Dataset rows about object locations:
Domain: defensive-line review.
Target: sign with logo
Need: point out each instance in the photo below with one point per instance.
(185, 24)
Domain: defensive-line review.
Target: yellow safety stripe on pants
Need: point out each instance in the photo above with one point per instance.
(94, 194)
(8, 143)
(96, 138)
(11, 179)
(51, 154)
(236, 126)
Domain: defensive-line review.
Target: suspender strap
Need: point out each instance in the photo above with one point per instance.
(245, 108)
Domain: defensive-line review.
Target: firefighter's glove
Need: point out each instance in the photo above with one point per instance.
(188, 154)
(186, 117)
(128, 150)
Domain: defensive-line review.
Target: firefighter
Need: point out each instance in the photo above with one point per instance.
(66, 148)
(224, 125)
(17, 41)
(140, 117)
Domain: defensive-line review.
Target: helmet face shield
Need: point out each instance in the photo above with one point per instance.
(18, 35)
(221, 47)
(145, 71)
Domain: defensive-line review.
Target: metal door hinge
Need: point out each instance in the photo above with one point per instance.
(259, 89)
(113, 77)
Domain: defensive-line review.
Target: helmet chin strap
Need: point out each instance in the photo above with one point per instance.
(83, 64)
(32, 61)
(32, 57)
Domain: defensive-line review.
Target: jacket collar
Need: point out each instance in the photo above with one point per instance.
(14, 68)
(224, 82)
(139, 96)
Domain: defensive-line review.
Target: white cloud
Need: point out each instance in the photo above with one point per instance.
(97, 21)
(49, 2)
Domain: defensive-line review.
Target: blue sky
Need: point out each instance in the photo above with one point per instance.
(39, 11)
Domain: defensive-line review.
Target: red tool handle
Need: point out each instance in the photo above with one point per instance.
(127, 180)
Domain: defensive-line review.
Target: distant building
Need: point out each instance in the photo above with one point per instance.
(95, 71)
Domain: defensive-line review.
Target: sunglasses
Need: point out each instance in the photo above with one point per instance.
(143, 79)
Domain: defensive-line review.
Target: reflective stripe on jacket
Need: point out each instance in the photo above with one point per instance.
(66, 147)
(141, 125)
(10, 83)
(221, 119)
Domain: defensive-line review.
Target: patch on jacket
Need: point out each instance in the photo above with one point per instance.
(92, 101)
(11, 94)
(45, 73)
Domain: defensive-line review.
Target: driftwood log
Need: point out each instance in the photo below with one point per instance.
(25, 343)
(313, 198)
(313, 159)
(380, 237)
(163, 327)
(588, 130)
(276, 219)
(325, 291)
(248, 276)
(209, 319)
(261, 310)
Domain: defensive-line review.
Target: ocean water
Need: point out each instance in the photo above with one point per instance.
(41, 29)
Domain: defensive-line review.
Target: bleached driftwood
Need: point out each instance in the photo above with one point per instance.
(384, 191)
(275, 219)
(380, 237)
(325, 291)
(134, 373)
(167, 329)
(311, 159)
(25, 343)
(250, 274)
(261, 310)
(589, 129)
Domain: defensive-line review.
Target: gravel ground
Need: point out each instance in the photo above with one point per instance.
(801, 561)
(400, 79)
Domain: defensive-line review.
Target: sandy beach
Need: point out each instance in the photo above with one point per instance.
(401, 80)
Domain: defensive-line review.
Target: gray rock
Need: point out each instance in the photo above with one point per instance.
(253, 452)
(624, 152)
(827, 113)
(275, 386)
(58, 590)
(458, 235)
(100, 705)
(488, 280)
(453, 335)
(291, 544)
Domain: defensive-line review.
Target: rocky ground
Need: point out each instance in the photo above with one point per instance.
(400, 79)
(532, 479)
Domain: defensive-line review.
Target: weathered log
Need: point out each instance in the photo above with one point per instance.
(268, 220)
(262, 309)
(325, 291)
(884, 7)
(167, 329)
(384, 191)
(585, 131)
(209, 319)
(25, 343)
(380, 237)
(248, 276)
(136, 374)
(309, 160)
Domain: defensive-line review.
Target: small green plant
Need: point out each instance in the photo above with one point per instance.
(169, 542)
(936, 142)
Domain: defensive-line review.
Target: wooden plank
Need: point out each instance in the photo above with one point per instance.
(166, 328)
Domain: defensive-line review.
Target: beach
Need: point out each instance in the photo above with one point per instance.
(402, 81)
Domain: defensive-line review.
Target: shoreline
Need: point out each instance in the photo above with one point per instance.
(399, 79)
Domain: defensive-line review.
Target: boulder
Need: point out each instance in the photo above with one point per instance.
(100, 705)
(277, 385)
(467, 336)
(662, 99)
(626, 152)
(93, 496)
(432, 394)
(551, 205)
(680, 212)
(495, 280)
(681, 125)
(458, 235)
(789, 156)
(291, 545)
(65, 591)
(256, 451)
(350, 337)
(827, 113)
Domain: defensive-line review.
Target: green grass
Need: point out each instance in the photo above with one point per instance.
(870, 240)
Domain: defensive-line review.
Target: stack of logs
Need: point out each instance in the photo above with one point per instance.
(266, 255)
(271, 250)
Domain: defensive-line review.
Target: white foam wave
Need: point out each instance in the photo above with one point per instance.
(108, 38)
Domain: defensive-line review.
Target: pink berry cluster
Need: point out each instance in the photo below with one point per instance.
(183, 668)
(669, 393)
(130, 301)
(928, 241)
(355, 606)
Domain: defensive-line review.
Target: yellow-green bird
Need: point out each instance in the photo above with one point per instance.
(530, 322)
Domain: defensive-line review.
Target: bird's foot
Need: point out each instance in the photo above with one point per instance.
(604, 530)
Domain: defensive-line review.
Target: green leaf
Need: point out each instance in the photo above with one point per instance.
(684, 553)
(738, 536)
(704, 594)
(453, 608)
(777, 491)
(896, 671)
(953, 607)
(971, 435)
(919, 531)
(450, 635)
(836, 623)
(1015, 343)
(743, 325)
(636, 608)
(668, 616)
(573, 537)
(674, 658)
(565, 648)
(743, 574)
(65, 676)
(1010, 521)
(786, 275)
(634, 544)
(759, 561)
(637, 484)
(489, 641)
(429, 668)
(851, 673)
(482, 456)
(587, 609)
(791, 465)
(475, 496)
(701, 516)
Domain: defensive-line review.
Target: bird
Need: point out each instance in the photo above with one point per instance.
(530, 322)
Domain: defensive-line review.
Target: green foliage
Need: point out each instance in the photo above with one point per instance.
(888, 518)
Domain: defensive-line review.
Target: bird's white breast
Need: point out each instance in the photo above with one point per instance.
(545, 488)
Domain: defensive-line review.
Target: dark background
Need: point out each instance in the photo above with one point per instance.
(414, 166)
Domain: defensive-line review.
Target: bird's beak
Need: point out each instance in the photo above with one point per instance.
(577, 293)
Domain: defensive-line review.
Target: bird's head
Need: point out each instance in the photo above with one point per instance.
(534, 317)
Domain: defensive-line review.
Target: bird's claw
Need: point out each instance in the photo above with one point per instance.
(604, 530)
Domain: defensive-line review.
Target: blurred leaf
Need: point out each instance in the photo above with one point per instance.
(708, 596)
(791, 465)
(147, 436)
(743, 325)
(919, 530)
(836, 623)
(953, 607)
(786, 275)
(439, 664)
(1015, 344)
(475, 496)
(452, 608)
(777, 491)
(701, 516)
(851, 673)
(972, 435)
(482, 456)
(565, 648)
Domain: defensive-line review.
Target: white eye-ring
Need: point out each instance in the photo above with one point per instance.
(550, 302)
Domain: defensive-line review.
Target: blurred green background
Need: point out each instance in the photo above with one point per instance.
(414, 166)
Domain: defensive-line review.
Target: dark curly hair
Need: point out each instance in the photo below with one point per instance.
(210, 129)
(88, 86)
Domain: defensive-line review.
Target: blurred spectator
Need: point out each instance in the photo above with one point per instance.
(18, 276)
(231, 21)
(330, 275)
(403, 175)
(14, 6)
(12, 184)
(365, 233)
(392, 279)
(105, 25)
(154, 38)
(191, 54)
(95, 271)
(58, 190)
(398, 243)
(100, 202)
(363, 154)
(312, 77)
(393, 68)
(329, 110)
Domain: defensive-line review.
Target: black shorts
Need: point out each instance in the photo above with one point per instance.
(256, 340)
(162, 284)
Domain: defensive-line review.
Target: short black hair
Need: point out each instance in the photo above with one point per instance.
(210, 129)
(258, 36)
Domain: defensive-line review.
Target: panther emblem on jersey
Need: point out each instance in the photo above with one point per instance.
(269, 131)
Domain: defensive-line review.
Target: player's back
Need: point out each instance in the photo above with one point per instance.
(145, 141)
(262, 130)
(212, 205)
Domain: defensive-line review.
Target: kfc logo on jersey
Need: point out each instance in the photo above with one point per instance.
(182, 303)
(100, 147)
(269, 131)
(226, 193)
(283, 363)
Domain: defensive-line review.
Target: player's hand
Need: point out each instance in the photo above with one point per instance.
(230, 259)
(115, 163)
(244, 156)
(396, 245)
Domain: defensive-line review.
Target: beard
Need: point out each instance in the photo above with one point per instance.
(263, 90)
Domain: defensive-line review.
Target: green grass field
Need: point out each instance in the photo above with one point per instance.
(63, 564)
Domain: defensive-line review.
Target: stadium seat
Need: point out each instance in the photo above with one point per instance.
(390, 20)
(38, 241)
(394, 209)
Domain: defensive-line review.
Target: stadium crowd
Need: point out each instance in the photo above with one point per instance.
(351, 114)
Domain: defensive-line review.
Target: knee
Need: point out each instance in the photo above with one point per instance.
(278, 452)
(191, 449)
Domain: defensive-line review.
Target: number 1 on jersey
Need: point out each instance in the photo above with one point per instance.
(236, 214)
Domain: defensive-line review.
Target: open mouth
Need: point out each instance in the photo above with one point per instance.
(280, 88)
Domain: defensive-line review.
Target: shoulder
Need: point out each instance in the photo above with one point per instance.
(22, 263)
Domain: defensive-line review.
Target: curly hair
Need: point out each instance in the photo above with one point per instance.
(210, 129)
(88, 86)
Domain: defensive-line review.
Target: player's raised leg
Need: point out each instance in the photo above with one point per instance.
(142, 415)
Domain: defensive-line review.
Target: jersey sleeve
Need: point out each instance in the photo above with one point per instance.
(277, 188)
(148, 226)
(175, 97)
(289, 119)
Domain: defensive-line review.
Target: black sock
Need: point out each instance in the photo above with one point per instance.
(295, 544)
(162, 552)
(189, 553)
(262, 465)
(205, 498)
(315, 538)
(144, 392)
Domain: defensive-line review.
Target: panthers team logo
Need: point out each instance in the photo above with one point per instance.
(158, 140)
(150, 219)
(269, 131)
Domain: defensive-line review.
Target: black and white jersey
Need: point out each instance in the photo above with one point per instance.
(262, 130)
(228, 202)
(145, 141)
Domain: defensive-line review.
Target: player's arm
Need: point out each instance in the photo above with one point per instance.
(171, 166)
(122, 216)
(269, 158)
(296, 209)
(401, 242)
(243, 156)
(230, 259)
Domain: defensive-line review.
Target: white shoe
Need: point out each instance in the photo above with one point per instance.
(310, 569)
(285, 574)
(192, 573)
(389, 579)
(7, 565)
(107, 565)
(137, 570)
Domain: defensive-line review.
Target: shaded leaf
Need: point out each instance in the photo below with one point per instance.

== AIM ==
Report how many lines of the rows above contain the string "bird", counting only case-sensitive matches. Give the number alone.

== EXERCISE SOLUTION ==
7